Short problem: Quote exactly the lines running from the line with "shape point(29, 33)" to the end of the entries, including both, and nothing else.

%%

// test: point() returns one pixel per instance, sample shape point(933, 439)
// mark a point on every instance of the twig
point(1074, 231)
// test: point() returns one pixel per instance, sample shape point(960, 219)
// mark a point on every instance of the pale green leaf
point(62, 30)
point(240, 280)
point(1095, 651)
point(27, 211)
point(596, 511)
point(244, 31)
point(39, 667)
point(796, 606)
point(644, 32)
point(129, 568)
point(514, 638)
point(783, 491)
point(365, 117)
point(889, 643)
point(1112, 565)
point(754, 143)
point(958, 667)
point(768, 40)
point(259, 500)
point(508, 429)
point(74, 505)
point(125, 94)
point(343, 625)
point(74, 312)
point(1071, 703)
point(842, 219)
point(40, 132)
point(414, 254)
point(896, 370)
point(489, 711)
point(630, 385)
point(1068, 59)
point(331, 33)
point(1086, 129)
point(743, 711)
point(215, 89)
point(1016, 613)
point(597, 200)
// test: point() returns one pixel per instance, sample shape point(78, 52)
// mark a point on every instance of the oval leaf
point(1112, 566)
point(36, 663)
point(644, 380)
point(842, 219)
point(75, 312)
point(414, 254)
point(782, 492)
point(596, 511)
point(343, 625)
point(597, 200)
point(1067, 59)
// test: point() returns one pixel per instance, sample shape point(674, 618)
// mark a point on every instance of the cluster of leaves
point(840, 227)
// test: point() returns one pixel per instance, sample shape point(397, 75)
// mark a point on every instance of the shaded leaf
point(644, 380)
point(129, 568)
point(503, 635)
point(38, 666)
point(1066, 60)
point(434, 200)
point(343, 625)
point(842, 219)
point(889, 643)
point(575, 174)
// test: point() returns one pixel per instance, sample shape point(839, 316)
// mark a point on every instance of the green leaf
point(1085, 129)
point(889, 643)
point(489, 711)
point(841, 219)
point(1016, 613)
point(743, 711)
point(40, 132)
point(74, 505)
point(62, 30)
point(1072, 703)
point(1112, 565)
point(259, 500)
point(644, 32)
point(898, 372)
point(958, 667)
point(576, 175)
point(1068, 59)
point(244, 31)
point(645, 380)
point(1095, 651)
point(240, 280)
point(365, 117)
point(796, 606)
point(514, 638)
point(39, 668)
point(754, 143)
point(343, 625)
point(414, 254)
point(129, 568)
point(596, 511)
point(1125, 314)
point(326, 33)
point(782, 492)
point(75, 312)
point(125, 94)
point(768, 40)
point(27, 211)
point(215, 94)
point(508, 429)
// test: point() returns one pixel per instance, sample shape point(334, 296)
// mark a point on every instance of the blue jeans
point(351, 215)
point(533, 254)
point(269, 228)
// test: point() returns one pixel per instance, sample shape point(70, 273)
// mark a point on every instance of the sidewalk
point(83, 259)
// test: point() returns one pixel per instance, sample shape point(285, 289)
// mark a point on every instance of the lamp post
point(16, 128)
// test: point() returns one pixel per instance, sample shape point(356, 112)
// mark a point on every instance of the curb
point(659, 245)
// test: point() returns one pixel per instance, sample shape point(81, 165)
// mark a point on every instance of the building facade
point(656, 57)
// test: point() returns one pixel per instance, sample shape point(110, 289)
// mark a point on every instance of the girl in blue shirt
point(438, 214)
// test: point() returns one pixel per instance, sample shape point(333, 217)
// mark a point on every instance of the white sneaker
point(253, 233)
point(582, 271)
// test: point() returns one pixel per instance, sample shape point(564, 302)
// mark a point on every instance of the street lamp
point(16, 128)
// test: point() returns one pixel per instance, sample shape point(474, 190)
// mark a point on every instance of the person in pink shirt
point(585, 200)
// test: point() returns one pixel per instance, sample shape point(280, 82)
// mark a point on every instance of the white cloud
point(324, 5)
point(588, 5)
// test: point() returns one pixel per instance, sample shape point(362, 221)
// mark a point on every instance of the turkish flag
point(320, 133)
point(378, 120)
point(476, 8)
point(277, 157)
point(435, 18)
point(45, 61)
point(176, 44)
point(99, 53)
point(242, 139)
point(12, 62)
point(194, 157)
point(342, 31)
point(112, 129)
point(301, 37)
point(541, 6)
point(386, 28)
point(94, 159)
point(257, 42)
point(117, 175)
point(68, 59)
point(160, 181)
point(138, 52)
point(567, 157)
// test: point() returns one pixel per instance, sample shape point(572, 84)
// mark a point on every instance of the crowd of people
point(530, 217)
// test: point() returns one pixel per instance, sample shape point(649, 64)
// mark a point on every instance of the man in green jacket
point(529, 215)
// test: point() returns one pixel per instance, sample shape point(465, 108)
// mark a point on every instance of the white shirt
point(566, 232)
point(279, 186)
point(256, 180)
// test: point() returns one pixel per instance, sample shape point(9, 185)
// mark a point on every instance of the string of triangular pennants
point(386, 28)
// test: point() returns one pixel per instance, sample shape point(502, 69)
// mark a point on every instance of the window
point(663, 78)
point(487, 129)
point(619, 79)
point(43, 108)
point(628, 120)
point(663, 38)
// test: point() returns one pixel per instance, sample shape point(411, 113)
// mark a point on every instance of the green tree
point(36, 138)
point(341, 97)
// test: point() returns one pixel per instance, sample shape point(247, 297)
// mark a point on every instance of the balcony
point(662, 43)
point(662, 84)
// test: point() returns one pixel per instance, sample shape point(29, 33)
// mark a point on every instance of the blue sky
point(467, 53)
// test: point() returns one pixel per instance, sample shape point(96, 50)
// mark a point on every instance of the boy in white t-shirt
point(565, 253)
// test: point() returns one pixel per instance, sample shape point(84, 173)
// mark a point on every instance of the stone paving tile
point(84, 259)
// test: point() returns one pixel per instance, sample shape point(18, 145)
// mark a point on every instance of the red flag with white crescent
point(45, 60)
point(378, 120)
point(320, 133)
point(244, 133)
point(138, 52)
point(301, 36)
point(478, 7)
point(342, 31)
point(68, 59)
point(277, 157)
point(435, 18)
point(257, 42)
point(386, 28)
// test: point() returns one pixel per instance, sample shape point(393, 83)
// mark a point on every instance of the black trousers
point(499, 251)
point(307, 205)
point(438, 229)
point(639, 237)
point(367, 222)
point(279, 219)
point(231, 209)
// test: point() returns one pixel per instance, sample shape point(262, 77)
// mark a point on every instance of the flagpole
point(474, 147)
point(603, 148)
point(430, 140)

%%

Solution to the exercise:
// test: point() returns one pixel per instance, sample shape point(29, 33)
// mark a point on every instance of the blue sky
point(467, 53)
// test: point() returns one pixel per instance, sample shape point(96, 50)
// mark a point on every instance of the boy in white t-shirt
point(565, 253)
// test: point() returns one pixel per instance, sample shape point(84, 173)
// mark a point on every instance of the stone paving tile
point(84, 259)
// test: point() returns one pixel per instance, sample shape point(18, 145)
// mark a point on every instance of the red flag with white crescent
point(45, 60)
point(378, 120)
point(320, 133)
point(244, 133)
point(138, 52)
point(301, 36)
point(478, 7)
point(342, 31)
point(68, 59)
point(277, 157)
point(435, 18)
point(257, 42)
point(386, 28)
// test: point() returns one pixel per instance, sample shape point(393, 83)
// mark a point on every instance of the black trousers
point(499, 251)
point(307, 205)
point(438, 229)
point(639, 237)
point(367, 222)
point(279, 219)
point(231, 209)
// test: point() returns one pixel per instance, sample shape point(262, 77)
// mark a point on every instance of the flagpole
point(474, 147)
point(603, 148)
point(430, 140)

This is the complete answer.